# [YOUR ASSIGNMENT]
The entries are to be repeated verbatim, with nothing left out.

# [MATERIAL SHOWN]
★ ★ ★

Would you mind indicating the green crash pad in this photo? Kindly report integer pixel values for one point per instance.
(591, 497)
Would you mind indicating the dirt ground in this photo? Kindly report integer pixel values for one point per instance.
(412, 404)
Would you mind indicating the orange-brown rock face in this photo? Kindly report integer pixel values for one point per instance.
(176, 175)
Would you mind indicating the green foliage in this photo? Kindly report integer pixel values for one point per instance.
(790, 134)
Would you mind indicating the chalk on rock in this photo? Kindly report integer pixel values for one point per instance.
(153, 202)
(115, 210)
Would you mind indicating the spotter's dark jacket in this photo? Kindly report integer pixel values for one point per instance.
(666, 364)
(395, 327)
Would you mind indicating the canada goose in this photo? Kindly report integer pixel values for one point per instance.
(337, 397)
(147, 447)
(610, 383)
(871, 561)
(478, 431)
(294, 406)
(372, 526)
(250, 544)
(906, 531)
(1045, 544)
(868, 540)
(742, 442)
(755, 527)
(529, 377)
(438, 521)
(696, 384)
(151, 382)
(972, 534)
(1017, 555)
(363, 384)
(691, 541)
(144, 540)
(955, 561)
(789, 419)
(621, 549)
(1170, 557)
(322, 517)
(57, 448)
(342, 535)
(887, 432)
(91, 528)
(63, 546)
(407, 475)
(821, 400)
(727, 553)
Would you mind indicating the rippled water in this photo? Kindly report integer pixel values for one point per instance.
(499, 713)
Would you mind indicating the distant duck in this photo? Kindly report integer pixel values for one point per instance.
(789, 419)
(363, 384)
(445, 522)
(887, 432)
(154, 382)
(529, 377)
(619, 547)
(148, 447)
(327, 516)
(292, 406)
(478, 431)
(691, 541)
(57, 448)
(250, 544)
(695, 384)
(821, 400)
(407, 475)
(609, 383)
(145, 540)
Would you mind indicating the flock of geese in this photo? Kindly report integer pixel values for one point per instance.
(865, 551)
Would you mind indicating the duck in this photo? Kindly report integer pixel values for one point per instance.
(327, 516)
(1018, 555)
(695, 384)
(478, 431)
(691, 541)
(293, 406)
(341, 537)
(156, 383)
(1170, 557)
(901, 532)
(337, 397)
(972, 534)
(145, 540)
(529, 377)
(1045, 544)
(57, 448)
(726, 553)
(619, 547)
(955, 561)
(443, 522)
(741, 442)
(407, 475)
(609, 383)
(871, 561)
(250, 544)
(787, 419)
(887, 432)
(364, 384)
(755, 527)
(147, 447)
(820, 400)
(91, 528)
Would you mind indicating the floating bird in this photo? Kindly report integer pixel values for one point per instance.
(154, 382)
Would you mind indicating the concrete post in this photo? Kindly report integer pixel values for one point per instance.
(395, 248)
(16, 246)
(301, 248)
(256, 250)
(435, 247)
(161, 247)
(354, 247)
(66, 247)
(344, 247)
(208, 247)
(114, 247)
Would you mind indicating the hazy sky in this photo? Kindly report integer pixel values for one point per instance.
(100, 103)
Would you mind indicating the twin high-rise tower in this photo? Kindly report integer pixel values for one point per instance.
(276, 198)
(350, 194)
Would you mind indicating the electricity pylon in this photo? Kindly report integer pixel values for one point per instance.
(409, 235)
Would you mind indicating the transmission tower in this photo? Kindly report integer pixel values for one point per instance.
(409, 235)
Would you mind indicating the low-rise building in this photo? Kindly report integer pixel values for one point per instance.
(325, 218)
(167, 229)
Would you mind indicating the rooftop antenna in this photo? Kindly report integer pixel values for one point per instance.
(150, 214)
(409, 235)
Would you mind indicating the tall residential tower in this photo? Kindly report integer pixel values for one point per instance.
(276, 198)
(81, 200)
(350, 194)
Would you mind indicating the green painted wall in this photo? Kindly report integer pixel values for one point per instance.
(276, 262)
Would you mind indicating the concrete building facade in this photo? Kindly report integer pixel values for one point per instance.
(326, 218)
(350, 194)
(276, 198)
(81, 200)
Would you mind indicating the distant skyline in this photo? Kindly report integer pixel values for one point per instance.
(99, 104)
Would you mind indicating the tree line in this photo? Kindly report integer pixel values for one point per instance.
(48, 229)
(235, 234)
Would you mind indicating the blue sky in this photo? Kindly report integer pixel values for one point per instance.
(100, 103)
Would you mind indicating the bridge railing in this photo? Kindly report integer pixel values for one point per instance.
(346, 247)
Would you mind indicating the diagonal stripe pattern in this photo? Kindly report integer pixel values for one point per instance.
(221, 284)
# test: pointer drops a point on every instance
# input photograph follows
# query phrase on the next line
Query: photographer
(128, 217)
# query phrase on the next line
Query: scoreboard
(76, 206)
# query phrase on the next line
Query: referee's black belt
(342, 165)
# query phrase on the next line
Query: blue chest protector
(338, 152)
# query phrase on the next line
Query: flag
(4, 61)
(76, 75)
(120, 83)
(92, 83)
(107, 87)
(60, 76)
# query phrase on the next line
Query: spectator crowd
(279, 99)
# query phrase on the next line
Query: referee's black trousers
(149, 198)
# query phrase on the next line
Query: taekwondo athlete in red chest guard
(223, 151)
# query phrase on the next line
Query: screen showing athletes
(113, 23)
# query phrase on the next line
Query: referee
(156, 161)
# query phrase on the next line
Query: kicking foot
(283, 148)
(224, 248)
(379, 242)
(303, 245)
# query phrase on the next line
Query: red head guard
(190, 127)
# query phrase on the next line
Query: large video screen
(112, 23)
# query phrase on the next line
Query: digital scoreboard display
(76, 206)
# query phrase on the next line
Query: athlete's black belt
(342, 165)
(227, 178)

★ ★ ★

# [ANSWER FOR THE TASK]
Would you mind indicating the green crash pad in this photo? Kindly report integer pixel values for one point per instance.
(591, 497)
Would you mind indicating the dirt ground in this photo? Kindly report integer pixel values for one point per instance.
(412, 404)
Would you mind indicating the orange-brown rock face in this photo? Kindly report integer pixel values for one point per instance.
(176, 175)
Would you mind indicating the green foliage in this photo? Kindly report integer pixel values for one point per instance.
(790, 134)
Would you mind indicating the chalk on rock in this photo? Kindly report integer pixel values for one point per instance.
(153, 202)
(115, 210)
Would you mind indicating the spotter's dark jacket in this photo? Kindly report integer pixel values for one point per instance.
(666, 364)
(395, 327)
Would you mind indicating the canada goose in this photo? Kindly report integer pixel values for one point per instance.
(337, 397)
(147, 447)
(610, 383)
(871, 561)
(478, 431)
(294, 406)
(372, 526)
(250, 544)
(906, 531)
(1045, 544)
(868, 540)
(742, 442)
(755, 527)
(529, 377)
(438, 521)
(696, 384)
(151, 382)
(972, 534)
(1017, 555)
(363, 384)
(691, 541)
(144, 540)
(955, 561)
(789, 419)
(621, 549)
(1170, 557)
(322, 517)
(57, 448)
(342, 535)
(887, 432)
(91, 528)
(63, 546)
(407, 475)
(821, 400)
(727, 553)
Would you mind indicating the rippled water in this photo? Kindly report integer pixel values for one point per instance.
(499, 713)
Would you mind indicating the distant duck in this photo? Kindly report integer pixel values for one point per instance.
(789, 419)
(363, 384)
(445, 522)
(887, 432)
(154, 382)
(529, 377)
(619, 547)
(148, 447)
(327, 516)
(292, 406)
(478, 431)
(691, 541)
(57, 448)
(250, 544)
(695, 384)
(821, 400)
(407, 475)
(609, 383)
(145, 540)
Would you mind indicating the flock of geese in this photo? Kindly report integer pixel values for one point per instance.
(865, 551)
Would you mind indicating the duck in this photo? Kindly report integer pixel values for one point per instance.
(327, 516)
(1018, 555)
(695, 384)
(478, 431)
(691, 541)
(293, 406)
(341, 537)
(156, 383)
(1170, 557)
(901, 532)
(337, 397)
(972, 534)
(145, 540)
(529, 377)
(1045, 544)
(57, 448)
(726, 553)
(619, 547)
(955, 561)
(443, 522)
(741, 442)
(407, 475)
(609, 383)
(871, 561)
(250, 544)
(787, 419)
(887, 432)
(364, 384)
(755, 527)
(147, 447)
(820, 400)
(91, 528)
Would you mind indicating the floating bird in this photo? Kindly report integer pixel values for one point per instance.
(154, 382)
Would you mind indicating the concrete post in this photo? Kindly report integer pixel values for one point per instance.
(395, 248)
(16, 246)
(301, 248)
(256, 250)
(435, 247)
(161, 247)
(354, 247)
(66, 247)
(344, 247)
(208, 247)
(114, 247)
Would you mind indicating the hazy sky in this photo? Kindly report integer pixel values for one point per instance.
(100, 103)
Would you mind indicating the twin high-rise tower in this photo? Kindly report integer pixel values for one point per instance.
(276, 198)
(350, 194)
Would you mind indicating the electricity pylon in this photo? Kindly report integer pixel values for one point per instance.
(409, 235)
Would you mind indicating the transmission tower in this photo? Kindly report integer pixel values for one point per instance.
(409, 235)
Would you mind indicating the low-rise building in this photo? Kindly report integer pixel values for one point per instance.
(325, 218)
(167, 229)
Would you mind indicating the rooftop antenna in this photo? Kindly report integer pixel values for one point per instance.
(150, 214)
(409, 235)
Would you mind indicating the tall residential tower in this photo? Kindly report integer pixel values for one point per instance.
(276, 198)
(81, 200)
(350, 194)
Would you mind indicating the green painted wall in this photo? Kindly report integer pixel values for one point per instance.
(276, 262)
Would you mind indicating the concrete building facade in this photo? Kindly report integer pixel values for one point per instance.
(326, 218)
(350, 194)
(276, 198)
(81, 200)
Would you mind indicating the distant skyline in this photo? Kindly report integer pixel values for one point per instance.
(99, 104)
Would you mind indicating the tree line in this photo? Kindly report integer pixel values for one point per instance.
(48, 229)
(235, 234)
Would you mind indicating the blue sky in this photo? Kindly report integer pixel values for one point per instance.
(100, 103)
Would you mind indicating the bridge railing in this photo? Kindly report integer pixel values for one point per instance.
(346, 247)
Would you mind indicating the diagonal stripe pattern in this photo? Kindly report integer pixel values for one point per instance.
(221, 284)
# test: pointer drops a point on every instance
# input photograph follows
# query phrase on the next line
Query: photographer
(128, 217)
# query phrase on the next line
Query: scoreboard
(76, 206)
# query phrase on the next line
Query: referee's black belt
(342, 165)
# query phrase on the next line
Query: blue chest protector
(338, 152)
# query phrase on the next line
Query: flag
(4, 61)
(76, 75)
(120, 83)
(92, 83)
(107, 87)
(60, 76)
# query phrase on the next line
Query: spectator crowd
(279, 99)
# query phrase on the next line
Query: referee's black trousers
(149, 198)
# query phrase on the next line
Query: taekwondo athlete in red chest guard
(223, 151)
# query phrase on the next line
Query: screen showing athletes
(113, 23)
# query phrase on the next line
Query: referee
(156, 161)
# query phrase on the next line
Query: kicking foot
(283, 148)
(224, 248)
(379, 242)
(303, 245)
# query phrase on the next line
Query: red head guard
(190, 127)
# query phrase on the next line
Query: large video screen
(112, 23)
# query phrase on the next line
Query: digital scoreboard display
(76, 206)
# query phrase on the next line
Query: athlete's black belt
(342, 165)
(227, 178)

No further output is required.